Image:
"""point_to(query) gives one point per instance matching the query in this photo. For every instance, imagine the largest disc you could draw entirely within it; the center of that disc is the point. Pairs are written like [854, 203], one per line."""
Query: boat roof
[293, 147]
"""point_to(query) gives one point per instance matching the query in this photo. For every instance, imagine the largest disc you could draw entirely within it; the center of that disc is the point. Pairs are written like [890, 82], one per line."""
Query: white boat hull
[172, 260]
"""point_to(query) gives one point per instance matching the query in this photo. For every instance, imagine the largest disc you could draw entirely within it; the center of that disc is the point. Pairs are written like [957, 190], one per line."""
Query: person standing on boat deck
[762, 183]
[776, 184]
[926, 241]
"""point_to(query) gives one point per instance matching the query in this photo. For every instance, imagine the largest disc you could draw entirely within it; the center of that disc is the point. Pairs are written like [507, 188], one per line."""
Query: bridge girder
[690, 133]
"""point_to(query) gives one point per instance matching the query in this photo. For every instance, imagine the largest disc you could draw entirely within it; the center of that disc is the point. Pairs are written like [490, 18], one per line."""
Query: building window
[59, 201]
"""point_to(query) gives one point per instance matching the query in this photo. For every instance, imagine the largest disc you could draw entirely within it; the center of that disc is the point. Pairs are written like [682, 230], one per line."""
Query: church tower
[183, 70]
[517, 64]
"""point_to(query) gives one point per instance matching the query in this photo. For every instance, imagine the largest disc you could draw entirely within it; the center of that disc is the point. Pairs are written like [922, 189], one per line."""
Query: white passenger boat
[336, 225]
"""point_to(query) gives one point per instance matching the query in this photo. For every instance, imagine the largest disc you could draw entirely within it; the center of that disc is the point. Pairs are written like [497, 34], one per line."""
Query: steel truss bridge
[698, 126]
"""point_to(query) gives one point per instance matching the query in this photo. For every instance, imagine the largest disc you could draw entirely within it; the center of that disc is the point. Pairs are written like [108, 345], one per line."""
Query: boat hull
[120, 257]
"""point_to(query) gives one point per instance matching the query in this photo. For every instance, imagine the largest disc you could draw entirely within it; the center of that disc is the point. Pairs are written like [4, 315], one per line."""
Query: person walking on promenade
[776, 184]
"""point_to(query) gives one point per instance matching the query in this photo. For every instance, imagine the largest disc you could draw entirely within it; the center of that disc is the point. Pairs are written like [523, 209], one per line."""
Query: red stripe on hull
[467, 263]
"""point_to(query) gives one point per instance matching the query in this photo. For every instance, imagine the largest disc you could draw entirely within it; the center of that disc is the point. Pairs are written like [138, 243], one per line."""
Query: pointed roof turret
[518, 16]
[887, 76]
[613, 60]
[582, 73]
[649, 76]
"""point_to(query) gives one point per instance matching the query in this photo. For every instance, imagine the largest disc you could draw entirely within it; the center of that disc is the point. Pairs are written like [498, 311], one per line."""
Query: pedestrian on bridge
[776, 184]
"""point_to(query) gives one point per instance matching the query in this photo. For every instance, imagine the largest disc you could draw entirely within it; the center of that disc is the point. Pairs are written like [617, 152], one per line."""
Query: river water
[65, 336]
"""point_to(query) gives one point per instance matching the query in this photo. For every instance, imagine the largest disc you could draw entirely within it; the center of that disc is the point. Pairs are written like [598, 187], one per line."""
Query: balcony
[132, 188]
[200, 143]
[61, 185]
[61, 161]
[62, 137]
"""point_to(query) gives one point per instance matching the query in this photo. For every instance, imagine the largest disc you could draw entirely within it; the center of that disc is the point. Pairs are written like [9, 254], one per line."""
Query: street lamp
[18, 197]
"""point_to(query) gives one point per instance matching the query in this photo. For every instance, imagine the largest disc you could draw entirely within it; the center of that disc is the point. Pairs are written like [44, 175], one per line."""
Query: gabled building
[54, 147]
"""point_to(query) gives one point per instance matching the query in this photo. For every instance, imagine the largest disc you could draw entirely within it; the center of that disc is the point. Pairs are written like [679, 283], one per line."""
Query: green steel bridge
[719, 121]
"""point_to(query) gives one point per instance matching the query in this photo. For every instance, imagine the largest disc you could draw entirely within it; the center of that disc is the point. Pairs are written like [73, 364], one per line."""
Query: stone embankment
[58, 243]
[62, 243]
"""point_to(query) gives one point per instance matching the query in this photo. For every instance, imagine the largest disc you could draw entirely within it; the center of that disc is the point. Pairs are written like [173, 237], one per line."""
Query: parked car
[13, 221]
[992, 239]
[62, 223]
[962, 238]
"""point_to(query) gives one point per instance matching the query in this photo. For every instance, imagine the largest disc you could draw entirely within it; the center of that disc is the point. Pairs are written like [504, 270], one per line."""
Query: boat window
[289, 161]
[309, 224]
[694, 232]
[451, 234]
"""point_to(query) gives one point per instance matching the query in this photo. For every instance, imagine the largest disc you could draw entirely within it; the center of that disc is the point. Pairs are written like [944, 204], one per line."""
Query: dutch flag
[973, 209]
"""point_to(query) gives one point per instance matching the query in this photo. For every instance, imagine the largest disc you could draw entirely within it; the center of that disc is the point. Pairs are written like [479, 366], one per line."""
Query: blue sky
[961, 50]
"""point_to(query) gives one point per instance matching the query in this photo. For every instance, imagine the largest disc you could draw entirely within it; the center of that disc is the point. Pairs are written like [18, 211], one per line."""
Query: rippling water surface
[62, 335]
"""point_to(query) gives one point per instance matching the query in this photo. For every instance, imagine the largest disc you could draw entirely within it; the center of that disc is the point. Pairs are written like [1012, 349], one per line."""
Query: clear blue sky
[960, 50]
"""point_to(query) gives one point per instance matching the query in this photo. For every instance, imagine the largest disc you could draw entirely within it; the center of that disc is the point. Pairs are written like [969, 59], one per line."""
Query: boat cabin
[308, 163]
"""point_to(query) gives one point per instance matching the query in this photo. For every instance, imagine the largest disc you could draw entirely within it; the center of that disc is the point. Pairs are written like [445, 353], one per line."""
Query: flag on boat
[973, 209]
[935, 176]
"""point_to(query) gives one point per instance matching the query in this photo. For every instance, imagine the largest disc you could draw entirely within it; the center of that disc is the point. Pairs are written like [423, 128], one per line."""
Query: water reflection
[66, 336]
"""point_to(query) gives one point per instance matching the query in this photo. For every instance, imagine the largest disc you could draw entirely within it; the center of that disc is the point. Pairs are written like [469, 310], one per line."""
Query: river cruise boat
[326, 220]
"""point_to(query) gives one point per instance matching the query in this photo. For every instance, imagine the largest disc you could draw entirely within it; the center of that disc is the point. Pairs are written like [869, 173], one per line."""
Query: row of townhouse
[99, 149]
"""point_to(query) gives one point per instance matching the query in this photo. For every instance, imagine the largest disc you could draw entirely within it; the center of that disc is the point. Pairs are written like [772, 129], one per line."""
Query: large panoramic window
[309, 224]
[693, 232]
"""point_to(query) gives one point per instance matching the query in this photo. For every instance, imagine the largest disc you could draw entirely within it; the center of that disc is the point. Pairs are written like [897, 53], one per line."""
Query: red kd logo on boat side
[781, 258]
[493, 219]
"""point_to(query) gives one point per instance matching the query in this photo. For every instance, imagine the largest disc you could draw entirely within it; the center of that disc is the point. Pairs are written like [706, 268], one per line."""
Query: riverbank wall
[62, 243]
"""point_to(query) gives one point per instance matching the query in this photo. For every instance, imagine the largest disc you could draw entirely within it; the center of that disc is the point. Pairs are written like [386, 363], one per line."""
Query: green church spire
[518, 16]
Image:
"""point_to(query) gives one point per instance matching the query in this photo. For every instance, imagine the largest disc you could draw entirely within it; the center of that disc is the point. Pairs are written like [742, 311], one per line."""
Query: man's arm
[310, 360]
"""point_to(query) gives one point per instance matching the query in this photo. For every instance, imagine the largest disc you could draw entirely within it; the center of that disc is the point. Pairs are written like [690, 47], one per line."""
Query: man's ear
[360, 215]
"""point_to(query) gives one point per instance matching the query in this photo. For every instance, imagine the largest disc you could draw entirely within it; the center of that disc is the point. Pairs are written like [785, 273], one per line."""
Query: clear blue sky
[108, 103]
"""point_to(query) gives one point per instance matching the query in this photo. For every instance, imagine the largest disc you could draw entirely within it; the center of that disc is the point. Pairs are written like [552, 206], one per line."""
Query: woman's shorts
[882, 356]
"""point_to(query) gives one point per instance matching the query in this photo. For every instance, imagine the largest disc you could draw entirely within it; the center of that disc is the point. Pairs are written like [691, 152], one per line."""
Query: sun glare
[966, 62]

▶ [Exercise task]:
Write out, word for word, the line containing "[552, 206], one" and every line after it to the end of the data above.

▶ [Written answer]:
"""point_to(query) gives one point per instance matching the query in this photo. For every instance, imagine the largest disc you could draw entirely within it; the center of that disc is the point. Pairs are written like [552, 206], one per line."""
Query: woman's shorts
[882, 356]
"""point_to(query) gives one point per instance matching the query in this photo. For every instance, imagine the largest disc you could draw entirely within it; the center of that disc is the point. Pairs are written like [691, 152], one per line."""
Query: sun glare
[966, 62]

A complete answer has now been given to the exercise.